Task
The records are to be restated in their entirety, word for word.
━━━ Record excerpts ━━━
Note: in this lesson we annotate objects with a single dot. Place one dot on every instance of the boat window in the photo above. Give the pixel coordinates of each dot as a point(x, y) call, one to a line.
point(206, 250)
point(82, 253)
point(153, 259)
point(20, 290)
━━━
Problem solution
Note: in this lesson we annotate objects with a single dot. Place one dot on every instance of the boat window in the photo above. Give the pixel coordinates of each dot as a point(x, y) call, one to a line.
point(206, 250)
point(82, 253)
point(153, 259)
point(20, 290)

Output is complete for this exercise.